▶ Data extracted from a collection:
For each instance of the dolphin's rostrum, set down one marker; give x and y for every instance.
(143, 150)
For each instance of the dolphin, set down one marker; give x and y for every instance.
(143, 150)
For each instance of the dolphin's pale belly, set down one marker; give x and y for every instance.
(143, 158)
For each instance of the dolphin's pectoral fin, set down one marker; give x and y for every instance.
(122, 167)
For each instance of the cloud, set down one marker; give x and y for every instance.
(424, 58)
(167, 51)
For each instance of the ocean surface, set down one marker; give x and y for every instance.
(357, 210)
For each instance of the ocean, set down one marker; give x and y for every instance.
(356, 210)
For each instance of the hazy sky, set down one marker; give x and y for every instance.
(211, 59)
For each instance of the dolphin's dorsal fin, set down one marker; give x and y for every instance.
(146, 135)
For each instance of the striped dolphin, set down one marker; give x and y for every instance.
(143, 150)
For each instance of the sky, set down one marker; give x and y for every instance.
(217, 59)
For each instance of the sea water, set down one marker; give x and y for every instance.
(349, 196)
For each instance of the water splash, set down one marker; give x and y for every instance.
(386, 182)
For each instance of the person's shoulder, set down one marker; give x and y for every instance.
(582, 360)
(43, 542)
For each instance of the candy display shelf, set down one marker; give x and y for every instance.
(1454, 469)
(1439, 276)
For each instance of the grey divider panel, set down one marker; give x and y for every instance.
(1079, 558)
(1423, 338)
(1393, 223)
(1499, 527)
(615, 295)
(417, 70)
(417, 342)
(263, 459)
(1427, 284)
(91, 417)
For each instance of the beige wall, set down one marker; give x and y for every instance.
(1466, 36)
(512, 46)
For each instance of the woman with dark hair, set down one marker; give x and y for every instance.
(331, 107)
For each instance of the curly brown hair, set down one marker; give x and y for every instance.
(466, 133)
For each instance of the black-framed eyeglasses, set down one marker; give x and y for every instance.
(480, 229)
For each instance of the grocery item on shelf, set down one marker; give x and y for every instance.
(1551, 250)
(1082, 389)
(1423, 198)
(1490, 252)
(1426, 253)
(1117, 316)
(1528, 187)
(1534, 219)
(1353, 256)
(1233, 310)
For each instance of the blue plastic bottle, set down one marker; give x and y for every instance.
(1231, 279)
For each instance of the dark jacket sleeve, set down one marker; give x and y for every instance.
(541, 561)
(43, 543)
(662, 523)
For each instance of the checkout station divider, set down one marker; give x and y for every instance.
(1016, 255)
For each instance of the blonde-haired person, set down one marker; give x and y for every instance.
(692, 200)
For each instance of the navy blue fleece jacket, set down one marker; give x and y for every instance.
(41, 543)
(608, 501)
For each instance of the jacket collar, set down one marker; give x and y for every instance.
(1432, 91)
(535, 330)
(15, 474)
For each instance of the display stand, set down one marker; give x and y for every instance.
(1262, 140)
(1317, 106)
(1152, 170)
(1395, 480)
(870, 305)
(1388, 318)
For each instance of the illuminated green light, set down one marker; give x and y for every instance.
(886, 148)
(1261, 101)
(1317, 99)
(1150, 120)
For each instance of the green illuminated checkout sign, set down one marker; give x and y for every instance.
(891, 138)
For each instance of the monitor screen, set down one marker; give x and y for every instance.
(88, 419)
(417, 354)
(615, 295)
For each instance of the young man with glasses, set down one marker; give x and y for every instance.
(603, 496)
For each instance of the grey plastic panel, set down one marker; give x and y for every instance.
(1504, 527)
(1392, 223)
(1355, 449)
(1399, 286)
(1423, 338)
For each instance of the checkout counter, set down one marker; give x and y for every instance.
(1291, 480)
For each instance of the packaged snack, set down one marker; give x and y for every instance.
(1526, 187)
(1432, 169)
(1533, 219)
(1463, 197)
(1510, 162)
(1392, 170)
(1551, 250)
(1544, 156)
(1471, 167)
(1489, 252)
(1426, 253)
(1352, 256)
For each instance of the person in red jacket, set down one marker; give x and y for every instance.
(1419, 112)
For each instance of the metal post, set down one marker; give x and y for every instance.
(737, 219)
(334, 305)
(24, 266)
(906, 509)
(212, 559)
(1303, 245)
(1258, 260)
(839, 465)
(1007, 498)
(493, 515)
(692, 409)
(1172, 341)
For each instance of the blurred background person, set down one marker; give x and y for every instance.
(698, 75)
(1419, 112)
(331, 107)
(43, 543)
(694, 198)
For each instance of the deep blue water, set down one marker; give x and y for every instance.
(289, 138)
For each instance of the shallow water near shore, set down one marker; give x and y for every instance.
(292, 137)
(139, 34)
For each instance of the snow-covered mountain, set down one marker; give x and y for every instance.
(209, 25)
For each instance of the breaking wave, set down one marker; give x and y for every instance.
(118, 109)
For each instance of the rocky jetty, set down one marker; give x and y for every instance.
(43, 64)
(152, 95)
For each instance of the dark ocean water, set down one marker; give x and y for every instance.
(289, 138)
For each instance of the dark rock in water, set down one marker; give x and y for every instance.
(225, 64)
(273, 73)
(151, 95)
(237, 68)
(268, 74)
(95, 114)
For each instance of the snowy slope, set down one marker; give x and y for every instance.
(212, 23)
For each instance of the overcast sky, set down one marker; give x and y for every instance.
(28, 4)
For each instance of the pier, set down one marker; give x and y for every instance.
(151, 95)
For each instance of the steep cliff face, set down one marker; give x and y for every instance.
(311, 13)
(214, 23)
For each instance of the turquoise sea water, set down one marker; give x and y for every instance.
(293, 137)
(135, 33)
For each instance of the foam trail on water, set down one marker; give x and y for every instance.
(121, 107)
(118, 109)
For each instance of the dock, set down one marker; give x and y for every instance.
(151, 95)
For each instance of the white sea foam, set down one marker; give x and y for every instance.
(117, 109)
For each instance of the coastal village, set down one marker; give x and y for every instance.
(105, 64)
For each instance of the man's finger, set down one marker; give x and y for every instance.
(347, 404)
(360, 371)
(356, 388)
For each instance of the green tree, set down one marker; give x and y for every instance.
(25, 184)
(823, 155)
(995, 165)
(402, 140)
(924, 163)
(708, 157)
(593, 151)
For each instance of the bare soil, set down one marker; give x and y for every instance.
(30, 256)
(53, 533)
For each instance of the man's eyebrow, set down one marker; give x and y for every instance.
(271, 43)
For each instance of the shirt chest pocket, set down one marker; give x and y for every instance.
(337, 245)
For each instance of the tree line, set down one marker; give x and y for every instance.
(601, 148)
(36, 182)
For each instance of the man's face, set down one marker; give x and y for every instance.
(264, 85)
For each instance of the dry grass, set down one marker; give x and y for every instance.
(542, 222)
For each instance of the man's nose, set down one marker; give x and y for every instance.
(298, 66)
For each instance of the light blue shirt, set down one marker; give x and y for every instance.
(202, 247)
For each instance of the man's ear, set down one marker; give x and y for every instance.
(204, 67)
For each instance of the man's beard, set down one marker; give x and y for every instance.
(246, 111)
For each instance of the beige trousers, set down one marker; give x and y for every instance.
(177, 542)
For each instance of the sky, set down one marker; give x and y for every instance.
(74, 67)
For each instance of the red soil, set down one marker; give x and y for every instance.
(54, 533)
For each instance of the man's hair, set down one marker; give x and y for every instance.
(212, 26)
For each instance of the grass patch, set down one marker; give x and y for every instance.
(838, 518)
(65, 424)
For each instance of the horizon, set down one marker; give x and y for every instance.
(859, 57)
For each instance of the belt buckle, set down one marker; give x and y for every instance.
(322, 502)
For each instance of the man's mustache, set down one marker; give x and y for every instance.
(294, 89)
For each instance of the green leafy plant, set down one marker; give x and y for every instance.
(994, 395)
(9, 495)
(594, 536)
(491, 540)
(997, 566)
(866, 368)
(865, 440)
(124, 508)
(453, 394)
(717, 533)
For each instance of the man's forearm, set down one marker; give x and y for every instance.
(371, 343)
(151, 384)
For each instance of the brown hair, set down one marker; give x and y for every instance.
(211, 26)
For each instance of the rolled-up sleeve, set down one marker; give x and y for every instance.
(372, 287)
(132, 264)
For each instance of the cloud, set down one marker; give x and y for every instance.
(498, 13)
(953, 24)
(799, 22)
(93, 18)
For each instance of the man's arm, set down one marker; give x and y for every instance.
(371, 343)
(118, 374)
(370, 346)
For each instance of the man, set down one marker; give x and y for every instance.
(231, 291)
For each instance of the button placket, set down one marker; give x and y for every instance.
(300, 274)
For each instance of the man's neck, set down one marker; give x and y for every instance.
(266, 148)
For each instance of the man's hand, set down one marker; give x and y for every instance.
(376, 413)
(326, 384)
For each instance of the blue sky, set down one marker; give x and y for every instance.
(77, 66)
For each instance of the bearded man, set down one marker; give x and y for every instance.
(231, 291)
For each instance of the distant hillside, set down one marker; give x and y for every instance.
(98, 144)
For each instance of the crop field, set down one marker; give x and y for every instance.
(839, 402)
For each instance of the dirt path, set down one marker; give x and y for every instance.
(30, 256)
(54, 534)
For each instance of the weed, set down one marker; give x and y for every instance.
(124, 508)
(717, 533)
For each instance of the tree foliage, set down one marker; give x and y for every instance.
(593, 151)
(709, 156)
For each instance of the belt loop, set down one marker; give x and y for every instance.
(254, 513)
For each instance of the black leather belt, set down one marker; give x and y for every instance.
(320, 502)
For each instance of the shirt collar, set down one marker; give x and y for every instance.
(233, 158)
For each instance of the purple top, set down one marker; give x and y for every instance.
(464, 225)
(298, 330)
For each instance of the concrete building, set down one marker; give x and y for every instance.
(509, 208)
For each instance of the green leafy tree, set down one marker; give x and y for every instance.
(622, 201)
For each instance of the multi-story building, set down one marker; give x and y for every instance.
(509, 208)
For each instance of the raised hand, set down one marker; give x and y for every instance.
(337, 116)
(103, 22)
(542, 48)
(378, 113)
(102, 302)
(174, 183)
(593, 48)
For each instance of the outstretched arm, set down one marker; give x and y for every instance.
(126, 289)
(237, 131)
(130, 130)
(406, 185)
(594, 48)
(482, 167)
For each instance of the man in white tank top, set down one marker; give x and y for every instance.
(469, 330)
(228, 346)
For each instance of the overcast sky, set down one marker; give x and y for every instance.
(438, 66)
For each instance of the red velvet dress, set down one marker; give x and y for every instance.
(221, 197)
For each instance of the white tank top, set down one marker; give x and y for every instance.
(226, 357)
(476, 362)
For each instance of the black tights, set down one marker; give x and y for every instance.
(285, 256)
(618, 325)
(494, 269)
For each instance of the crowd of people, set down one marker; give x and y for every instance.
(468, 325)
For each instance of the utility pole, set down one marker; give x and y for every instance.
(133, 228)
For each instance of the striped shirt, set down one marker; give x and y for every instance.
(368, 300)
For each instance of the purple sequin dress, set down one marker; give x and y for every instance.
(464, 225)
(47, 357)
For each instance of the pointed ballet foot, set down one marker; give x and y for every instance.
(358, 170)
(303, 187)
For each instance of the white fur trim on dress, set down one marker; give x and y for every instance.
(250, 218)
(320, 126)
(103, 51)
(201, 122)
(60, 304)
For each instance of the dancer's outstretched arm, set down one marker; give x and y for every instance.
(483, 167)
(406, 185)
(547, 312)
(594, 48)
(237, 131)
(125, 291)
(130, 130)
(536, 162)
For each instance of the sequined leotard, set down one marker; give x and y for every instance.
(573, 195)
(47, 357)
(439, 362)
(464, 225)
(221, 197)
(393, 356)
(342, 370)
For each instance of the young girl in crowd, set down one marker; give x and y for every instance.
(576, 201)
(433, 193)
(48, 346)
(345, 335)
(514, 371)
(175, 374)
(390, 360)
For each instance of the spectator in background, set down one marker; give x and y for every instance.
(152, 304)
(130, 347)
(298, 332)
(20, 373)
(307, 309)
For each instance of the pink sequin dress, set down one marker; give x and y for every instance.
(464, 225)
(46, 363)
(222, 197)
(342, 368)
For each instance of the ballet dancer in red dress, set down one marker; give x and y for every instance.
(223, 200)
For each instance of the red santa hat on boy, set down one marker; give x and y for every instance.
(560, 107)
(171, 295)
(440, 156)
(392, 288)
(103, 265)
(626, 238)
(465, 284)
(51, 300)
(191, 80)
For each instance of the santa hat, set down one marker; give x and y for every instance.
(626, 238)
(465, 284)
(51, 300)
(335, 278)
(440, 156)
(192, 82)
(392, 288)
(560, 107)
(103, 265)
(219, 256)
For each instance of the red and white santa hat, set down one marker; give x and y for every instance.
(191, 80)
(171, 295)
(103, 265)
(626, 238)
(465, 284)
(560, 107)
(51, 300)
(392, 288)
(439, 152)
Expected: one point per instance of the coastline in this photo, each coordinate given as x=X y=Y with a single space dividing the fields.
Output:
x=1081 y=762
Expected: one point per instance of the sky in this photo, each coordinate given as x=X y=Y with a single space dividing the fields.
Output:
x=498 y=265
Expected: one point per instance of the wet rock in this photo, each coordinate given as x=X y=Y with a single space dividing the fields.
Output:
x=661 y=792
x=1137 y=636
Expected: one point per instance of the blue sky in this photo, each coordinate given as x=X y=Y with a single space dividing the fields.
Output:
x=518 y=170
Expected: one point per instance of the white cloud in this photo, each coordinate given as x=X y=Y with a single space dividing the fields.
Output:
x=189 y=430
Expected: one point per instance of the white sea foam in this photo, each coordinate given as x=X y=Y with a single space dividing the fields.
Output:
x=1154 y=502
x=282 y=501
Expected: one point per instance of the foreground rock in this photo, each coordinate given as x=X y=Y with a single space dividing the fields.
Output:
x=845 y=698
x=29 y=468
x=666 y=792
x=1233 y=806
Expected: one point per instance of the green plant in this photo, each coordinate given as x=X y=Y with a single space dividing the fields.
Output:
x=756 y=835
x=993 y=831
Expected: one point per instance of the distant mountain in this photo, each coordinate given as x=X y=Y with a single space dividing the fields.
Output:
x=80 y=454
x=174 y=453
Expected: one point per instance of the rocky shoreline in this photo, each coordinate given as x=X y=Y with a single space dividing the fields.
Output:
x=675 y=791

▶ TASK TO CARRY OUT:
Go through the data and return each line where the word "single" appears.

▶ WRITTEN ANSWER:
Expected: one point per instance of the coastline in this photo, each coordinate given as x=X y=Y with a single space dividing the fields.
Expected: one point per instance of the sky in this photo, each coordinate given as x=X y=Y with a single space dividing the fields.
Expected: one point per instance of the wet rock in this photo, each coordinate given as x=X y=Y with a single space dividing the fields.
Expected: one point per instance of the blue sky in this photo, each coordinate given as x=X y=Y with a single space dividing the fields.
Expected: one point per instance of the white cloud in this photo, each coordinate given as x=X y=Y with a single space dividing the fields.
Expected: one point per instance of the white sea foam in this photo, each coordinate given as x=X y=Y with a single space dividing the fields.
Expected: one point per instance of the foreground rock in this photo, each coordinate given as x=X y=Y with a single space dividing the fields.
Expected: one point per instance of the green plant in this photo, each coordinate given as x=X y=Y with a single space dividing the fields.
Expected: one point per instance of the distant mountain in this photo, each coordinate given as x=X y=Y with a single space dividing the fields.
Expected: one point per instance of the rocky shoreline in this photo, each coordinate given as x=X y=Y with a single space dividing the fields.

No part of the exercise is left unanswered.